The combustor exhaust exiting the limestone mixer/reactor 208 in line 213 at a temperature of about 909° C. and a pressure of about 68 bar is passed to the filter unit 215, which can be comprised of a single filter or a plurality of different filters (e.g., one or both of a cyclone filter and a candle filter). Solids (e.g., fuel ash and CaSO4) present in the combustor exhaust are removed in the filter unit 215, and the remaining combustion flue gases exit the filter unit in line 217 at a temperature of about 909° C. and a pressure of about 66 bar. The combustor flue gas in line 217 passes through a mixer 218 where it is combined with recycle CO2 from line 253 at a temperature of about 427° C. and a pressure of about 97 bar and an amount of a gaseous fuel (e.g., methane or natural gas) from a gaseous fuel source 290 through line 201 at a temperature of about 38° C. and a pressure of about 87 bar. The added gaseous fuel can be useful to ensure complete reaction of any remaining oxidant in the combustor flue gas. Such reaction may take place in the mixer 218 and/or in line 219. As illustrated, the mixture of combustor flue gas, gaseous fuel, and recycle CO2 in line 219 at a temperature of about 680° C. and a pressure of about 66 bar passes to an oxidizing reactor 222, and oxidization of the added gaseous fuel by any remaining oxidant may be substantially completely carried out before the combustor flue gas exits the oxidizing reactor.

The combustor flue gas exits the oxidizing reactor 222 in line 221 at a temperature of about 714° C. and a pressure of about 66 bar and is passed through the turbine 220 to generate power in generator 225, and the expanded combustor flue gas exits the turbine as turbine exhaust in line 223 at a temperature of about 453° C. and a pressure of about 15 bar. The turbine 220 may be referenced as a first turbine, a primary turbine, or an open-loop turbine.

········

GIVEN TASK
Please repeat everything in the flue gas passage from "The combustor flue gas exits the oxidizing reactor 222" down to "an open-loop turbine.", word for word. The entries that come next stand apart from the flue gas passage.

DATASET EXCERPTS

········

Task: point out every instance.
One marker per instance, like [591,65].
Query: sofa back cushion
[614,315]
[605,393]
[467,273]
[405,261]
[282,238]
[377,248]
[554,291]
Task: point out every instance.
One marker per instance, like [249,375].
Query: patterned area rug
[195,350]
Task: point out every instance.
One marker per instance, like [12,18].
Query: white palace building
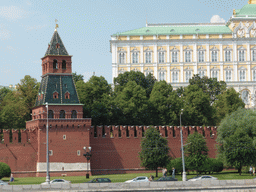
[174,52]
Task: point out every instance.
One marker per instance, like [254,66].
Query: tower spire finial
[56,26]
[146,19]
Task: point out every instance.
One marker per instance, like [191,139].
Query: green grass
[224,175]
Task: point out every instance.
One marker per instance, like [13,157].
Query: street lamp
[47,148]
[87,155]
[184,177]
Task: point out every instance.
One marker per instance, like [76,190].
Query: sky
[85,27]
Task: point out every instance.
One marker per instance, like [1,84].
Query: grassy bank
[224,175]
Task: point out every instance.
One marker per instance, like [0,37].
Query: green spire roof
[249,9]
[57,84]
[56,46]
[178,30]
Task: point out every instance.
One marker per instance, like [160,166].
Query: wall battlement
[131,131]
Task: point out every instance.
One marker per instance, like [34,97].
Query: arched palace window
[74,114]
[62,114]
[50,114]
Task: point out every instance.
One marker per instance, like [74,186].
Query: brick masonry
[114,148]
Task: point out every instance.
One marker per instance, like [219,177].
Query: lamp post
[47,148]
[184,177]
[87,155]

········

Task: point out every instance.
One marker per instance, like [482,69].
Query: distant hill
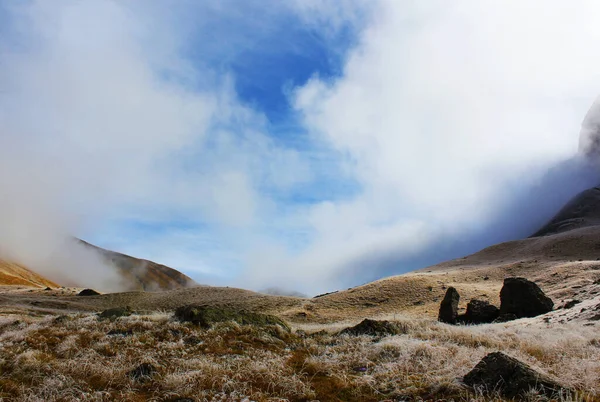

········

WRITTEN ANSWER
The combustor flue gas exits the oxidizing reactor 222 in line 221 at a temperature of about 714° C. and a pressure of about 66 bar and is passed through the turbine 220 to generate power in generator 225, and the expanded combustor flue gas exits the turbine as turbine exhaust in line 223 at a temperature of about 453° C. and a pressure of about 15 bar. The turbine 220 may be referenced as a first turbine, a primary turbine, or an open-loop turbine.